:: Exercise task ::
Could you copy the listing below word for word, keeping every line as it stands?

(Records excerpted from a collection)
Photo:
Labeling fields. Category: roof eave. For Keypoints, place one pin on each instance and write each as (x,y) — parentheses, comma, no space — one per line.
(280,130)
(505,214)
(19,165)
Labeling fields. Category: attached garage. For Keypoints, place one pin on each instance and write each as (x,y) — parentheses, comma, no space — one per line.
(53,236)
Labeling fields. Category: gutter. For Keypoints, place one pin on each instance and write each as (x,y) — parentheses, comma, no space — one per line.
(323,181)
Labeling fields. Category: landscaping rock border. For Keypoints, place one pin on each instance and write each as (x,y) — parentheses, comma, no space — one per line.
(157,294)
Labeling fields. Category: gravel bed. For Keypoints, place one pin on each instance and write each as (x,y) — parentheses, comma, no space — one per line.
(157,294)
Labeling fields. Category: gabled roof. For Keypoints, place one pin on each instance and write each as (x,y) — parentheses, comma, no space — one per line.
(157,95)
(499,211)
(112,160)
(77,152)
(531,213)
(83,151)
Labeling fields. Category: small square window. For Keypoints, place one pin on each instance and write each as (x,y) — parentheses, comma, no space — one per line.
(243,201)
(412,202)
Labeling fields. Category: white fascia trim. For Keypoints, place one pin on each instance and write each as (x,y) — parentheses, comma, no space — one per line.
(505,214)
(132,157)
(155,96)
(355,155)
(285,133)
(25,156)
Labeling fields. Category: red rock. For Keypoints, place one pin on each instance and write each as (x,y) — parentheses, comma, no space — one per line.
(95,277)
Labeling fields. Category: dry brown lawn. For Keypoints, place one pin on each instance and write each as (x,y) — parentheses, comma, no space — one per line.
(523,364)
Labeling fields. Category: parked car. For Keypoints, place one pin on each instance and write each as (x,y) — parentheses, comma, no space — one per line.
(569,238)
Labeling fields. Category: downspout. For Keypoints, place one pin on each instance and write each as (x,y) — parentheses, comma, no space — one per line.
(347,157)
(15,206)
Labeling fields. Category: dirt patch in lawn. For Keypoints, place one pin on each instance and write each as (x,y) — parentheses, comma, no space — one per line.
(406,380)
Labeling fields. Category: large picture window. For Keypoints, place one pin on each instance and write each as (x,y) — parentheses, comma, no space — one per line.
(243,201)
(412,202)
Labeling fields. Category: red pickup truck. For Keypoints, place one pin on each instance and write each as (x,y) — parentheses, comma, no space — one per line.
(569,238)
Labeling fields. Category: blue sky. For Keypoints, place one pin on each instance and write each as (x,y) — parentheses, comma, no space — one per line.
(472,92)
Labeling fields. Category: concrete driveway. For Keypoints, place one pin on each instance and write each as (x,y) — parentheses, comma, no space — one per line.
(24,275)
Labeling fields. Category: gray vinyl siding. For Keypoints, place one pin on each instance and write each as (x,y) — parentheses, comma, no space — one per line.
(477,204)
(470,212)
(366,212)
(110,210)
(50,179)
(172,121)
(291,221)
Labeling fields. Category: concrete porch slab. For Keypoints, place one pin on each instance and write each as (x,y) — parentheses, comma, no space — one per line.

:: Reply to the task ::
Photo:
Labeling fields. Category: roof eave. For Keypoints, place one pin on each instance and write each as (x,y) — parentheses, comma, no space — one per line.
(280,130)
(505,214)
(19,165)
Labeling fields. Category: attached garage. For Keypoints, place one pin on each instance and write each as (x,y) — parentheses, comma, no space — one per line.
(53,236)
Labeling fields. Category: gutter. For Keypoints, place one pin on each instance and write each as (x,y) — parentheses, comma, no space — one per line.
(323,181)
Labeling fields. Category: landscaping rock border. For Keypoints, place one pin on each instance and write each as (x,y) — parentheses, comma, no space — one per line.
(157,294)
Labeling fields. Category: gravel bed. For Keypoints, place one pin on each instance and write each as (x,y) — parentheses, comma, no space — one per line.
(157,294)
Labeling fields. Category: gabled roof. For Keypoints, place one pin on each instance and write each as (x,y) — parentheses, comma, no space — one per line.
(157,95)
(499,211)
(112,160)
(77,152)
(531,213)
(83,151)
Labeling fields. Category: small square window. For Keypoints, place one pin on each instance and write each as (x,y) — parentheses, comma, no space — one per line.
(243,201)
(412,202)
Labeling fields. Category: white fascia trim. For Keypoints, place one pin on each instance and write each as (x,y) — parentheses, comma, no space — one per line.
(505,214)
(132,157)
(155,96)
(355,155)
(285,133)
(25,156)
Labeling fields. Category: red rock. For Keypoints, place one pin on each instance and write each as (x,y) — parentheses, comma, no space — one per line.
(95,277)
Labeling fields. Category: dry brown lawn. For Keypoints, place one pin on each instance and write each as (x,y) — parentheses, comma, no space — one per line.
(523,364)
Labeling fields. Category: parked car. For Keypoints, place one pin on each instance and write each as (x,y) — parentheses, comma, no space — one per line.
(569,238)
Labeling fields. Category: downspout. For Keypoints, place one pin on each instance and write each as (x,y) — parentheses, comma, no space — one per line.
(347,157)
(15,206)
Labeling fields. Category: dirt patch in lawn. For Keypoints, place one pin on each instance and write each as (x,y) — parentheses, comma, no space — one per line.
(406,380)
Labeling fields. Category: large picture window. For Keypoints, place one pin on each instance and write each as (x,y) — parentheses, comma, no space — one per line.
(243,201)
(412,202)
Labeling fields. Category: red pickup truck. For Keypoints, place one pin on each instance and write each as (x,y) — parentheses, comma, no space — one per line.
(569,238)
Labeling fields. Category: blue sky. For Keypoints, place one pin on each instance and write each as (x,y) — parentheses, comma, no space — one per line.
(472,92)
Labeling fields. Category: concrete driveway. For Keypoints, place one pin on each instance and write each as (x,y) — parentheses, comma, no space — one per line.
(24,275)
Labeling fields. Category: gray vinyl siding. For Keypoints, place one pin on each instance and write each as (x,y) — parentheses, comma, no space — one per line.
(477,204)
(470,212)
(366,212)
(110,210)
(50,179)
(172,121)
(291,221)
Labeling fields. Category: concrete porch slab. For Keypoints, place one pin on each instance and write each as (x,y) — parentheses, comma, no space — one per line.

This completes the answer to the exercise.